- **Problem statement**
In the Zika article, why did health officials in Jamaica advise women to delay pregnancy plans even though the country had no Zika cases yet? Answer in one to three sentences.

- **Provided text**
Start of Block

The XX Factor

How the Zika Epidemic Could Change Latin America’s Relationship with Abortion

Activists in El Salvador protest in May 2013 on behalf of a chronically ill woman who was denied an abortion, which is illegal in the country.

Photo by Jose CABEZAS/AFP/Getty Images

“Don’t get pregnant at the moment.” That was a Brazilian medical worker’s advice to women late last year as the country struggled to contain the ongoing Zika virus epidemic, which has spread throughout South and Central America, Mexico, and the Caribbean. The dengue fever­–like disease only causes symptoms in one out of every five cases, but it is thought to cause microcephaly—a rare birth defect marked by an abnormally small head and stunted brain development—in fetuses of infected mothers. Even health officials in Jamaica, which hasn’t yet seen its first case of Zika but expects the virus to arrive soon, have recommended that women there postpone pregnancy plans for six months to a year.

But pregnancy isn’t always a matter of planning. In 2002, only 51 percent of U.S. pregnancies were intended; the Department of Health and Human Services has set a goal to raise that rate to a mere 56 percent by 2020. That’s in a country where, for all the recent political efforts to stymie access to family planning services, contraception is widely accessible and affordable when compared to many of the nations where Zika is taking root.

End of Block

Data items:
Start of Block

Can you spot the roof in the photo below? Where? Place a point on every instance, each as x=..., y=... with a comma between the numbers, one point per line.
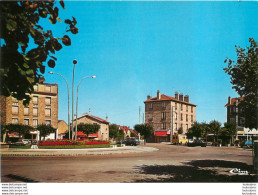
x=167, y=98
x=93, y=117
x=233, y=101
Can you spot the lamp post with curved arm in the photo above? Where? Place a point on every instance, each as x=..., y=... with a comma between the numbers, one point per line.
x=93, y=76
x=68, y=100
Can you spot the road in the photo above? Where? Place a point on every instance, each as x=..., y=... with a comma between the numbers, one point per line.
x=169, y=164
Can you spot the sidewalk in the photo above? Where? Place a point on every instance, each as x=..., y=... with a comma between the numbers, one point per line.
x=8, y=152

End of Block

- **Expected output**
Jamaica's health officials expect the virus to arrive soon. Zika is thought to cause microcephaly, a rare birth defect with an abnormally small head and stunted brain development, in the fetuses of infected mothers. So they recommended postponing pregnancy for six months to a year.